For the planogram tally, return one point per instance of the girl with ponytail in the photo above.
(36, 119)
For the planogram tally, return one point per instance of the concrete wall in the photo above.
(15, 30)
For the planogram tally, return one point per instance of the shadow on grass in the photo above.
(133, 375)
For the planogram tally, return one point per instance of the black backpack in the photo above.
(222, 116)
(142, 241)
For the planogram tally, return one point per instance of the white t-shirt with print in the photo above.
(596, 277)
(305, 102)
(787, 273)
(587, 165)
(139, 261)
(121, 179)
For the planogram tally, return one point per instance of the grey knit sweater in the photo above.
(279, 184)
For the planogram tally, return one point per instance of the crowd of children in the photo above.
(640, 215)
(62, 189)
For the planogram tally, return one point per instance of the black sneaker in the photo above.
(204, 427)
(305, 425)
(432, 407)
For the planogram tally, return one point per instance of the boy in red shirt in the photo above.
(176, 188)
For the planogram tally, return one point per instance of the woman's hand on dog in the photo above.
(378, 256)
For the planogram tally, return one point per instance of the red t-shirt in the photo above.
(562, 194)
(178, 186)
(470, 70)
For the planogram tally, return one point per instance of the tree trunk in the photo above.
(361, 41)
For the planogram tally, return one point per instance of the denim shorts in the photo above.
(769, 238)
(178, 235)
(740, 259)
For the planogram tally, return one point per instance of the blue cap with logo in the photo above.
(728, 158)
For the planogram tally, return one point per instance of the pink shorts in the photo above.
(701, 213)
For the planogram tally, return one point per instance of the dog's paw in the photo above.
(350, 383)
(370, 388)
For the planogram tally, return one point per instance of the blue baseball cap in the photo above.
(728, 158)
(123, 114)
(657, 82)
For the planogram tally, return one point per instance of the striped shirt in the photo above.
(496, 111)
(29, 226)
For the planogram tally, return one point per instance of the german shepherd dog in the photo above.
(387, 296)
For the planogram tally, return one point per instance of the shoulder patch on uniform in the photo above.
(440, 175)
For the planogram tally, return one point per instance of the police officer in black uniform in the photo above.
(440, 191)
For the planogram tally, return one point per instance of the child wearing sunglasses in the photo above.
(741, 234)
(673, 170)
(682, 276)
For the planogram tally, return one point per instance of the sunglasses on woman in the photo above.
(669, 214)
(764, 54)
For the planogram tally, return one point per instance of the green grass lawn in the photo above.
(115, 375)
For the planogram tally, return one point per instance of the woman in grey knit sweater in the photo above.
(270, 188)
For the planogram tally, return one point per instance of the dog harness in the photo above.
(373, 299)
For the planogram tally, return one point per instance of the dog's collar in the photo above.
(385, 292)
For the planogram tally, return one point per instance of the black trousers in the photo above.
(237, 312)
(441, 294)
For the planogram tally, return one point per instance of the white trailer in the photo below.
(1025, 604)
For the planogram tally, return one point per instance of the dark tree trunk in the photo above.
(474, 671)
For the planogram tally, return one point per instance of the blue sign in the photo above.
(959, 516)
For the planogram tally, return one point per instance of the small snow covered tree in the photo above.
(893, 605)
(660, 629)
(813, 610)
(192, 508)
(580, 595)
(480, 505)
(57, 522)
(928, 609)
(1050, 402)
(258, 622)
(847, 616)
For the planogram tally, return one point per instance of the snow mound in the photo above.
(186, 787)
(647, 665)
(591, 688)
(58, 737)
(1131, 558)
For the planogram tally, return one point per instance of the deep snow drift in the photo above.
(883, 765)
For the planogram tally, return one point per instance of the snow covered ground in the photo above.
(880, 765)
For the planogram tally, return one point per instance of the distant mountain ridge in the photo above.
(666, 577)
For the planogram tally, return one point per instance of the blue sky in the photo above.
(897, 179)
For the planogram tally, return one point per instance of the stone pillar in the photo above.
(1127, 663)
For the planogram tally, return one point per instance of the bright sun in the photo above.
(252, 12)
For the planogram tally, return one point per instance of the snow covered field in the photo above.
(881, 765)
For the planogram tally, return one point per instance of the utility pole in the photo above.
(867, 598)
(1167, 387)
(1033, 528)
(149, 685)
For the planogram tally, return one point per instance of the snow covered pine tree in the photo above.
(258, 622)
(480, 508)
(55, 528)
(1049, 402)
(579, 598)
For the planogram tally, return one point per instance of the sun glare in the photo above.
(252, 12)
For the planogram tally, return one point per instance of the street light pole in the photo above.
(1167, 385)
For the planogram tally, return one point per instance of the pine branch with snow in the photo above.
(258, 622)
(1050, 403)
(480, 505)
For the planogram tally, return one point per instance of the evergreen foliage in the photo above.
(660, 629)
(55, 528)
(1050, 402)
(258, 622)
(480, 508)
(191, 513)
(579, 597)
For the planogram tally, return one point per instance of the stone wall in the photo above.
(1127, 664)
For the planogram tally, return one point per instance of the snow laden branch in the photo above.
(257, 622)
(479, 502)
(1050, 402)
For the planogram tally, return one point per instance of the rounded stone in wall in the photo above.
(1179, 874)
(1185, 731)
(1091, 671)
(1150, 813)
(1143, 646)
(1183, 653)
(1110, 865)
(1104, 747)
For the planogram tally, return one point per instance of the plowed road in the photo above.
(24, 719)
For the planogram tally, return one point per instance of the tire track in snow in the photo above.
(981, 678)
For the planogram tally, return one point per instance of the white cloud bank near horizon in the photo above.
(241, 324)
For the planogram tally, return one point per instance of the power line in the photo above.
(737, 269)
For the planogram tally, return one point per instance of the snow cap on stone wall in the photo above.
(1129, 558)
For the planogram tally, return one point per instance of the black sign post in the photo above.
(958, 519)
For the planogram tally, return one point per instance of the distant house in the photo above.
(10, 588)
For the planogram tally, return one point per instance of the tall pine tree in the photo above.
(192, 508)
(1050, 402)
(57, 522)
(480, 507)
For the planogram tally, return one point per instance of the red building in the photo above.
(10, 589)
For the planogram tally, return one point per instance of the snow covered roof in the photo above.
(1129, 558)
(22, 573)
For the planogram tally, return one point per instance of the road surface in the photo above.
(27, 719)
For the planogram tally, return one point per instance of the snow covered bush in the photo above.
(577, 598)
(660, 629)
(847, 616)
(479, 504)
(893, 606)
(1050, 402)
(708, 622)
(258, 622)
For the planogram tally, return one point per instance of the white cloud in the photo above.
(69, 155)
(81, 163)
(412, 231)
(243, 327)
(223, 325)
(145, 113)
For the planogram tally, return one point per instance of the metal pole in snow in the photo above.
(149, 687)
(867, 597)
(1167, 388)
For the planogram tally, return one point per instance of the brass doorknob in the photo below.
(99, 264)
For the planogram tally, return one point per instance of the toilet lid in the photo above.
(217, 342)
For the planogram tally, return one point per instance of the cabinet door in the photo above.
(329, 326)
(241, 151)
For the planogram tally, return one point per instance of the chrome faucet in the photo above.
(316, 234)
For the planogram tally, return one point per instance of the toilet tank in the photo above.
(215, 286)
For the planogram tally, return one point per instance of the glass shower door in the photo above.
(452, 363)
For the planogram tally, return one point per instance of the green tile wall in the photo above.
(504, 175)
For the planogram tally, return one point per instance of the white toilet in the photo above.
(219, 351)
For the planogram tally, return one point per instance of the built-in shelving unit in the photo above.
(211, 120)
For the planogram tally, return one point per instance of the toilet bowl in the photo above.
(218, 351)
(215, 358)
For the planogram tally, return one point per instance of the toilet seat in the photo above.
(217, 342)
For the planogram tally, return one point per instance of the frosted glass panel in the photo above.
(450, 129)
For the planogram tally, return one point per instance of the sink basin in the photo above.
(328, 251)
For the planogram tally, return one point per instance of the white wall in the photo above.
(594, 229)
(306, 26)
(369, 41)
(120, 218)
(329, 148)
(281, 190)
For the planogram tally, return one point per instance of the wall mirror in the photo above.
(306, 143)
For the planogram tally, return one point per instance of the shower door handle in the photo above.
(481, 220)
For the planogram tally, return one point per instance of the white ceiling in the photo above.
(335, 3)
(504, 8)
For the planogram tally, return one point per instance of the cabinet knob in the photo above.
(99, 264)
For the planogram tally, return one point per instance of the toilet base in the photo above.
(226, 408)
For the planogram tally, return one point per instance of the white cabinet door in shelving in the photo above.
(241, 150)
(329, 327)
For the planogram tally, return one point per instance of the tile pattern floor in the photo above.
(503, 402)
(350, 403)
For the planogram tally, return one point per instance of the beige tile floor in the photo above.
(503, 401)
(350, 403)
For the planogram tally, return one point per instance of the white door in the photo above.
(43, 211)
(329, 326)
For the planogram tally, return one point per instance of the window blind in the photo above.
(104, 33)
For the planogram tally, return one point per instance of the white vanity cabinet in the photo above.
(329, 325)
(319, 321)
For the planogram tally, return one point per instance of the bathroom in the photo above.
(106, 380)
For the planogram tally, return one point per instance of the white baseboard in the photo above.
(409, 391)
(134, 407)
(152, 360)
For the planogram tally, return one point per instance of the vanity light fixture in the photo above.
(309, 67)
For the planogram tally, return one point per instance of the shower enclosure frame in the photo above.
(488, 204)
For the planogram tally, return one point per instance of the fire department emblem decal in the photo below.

☆ ☆ ☆ ☆ ☆

Output the lines from the one with "fixture in the photo above." through the end of the records above, exactly, including both ends, and nothing besides.

▸ Expected answer
For the planogram tally, return one point per instance of the vanity light fixture in the photo above.
(309, 67)
For the planogram tally, return one point per instance of the shower enclosure frame in the photo above.
(488, 204)
For the planogram tally, return one point per instance of the fire department emblem decal in the photo below.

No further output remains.